Exercise — Set out all of the data below as a JSON list of strings, one string per line, omitting blank lines and leaving the pictures out.
##########
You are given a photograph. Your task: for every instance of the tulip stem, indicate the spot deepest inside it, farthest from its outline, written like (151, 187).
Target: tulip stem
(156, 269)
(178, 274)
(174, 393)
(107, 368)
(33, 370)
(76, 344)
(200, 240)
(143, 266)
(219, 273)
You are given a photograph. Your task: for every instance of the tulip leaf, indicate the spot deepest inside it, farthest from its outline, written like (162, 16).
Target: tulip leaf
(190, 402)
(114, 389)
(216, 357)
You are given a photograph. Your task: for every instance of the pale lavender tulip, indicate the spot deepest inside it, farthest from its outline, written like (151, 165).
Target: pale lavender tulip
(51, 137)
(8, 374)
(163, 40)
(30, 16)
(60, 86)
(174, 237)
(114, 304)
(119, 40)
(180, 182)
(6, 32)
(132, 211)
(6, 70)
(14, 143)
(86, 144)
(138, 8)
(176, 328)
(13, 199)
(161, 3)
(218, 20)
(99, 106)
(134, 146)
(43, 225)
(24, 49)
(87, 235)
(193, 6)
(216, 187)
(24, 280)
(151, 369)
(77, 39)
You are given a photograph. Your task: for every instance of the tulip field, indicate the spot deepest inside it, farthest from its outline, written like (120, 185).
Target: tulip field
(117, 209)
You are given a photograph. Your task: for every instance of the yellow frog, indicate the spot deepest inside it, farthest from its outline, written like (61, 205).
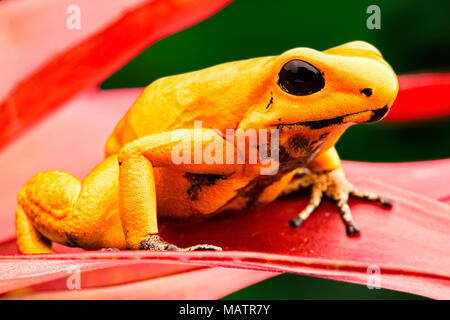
##########
Answer —
[
  "You are given a photograph. Your task: for every instance of the tulip stem, indicate the spot deepest inside it, farthest from its outline, written like (151, 187).",
  "Target: tulip stem",
  "(156, 269)",
  "(178, 274)",
  "(174, 393)",
  "(107, 368)",
  "(33, 370)",
  "(76, 344)",
  "(200, 240)",
  "(143, 266)",
  "(219, 273)",
  "You are given a photograph. Your task: for every instance of the tulip leaf, indicate the spot deepest inside it, farthest from its outline, written like (162, 16).",
  "Target: tulip leaf",
  "(190, 402)",
  "(114, 389)",
  "(216, 357)",
  "You are given a photograph. Your task: for every instance of the pale lavender tulip, indicate the spot deepest inside it, farthest from its outline, written like (151, 165).",
  "Target: pale lavender tulip",
  "(51, 137)",
  "(8, 374)",
  "(163, 40)",
  "(30, 16)",
  "(60, 86)",
  "(174, 237)",
  "(114, 304)",
  "(119, 40)",
  "(180, 182)",
  "(6, 32)",
  "(132, 211)",
  "(6, 70)",
  "(14, 143)",
  "(86, 144)",
  "(138, 8)",
  "(176, 328)",
  "(13, 199)",
  "(161, 3)",
  "(218, 20)",
  "(99, 106)",
  "(134, 146)",
  "(43, 225)",
  "(24, 49)",
  "(87, 235)",
  "(193, 6)",
  "(216, 187)",
  "(24, 280)",
  "(151, 369)",
  "(77, 39)",
  "You are given a photograph. Your task: for every instance of the tulip field, indicate the spot deepest inside it, farthest from its outline, written like (120, 185).",
  "Target: tulip field",
  "(117, 209)",
  "You are given a photograph. Your task: for every instance of the yellow frog, indicate the spot deepest inside it, farthest from its outline, written like (61, 205)."
]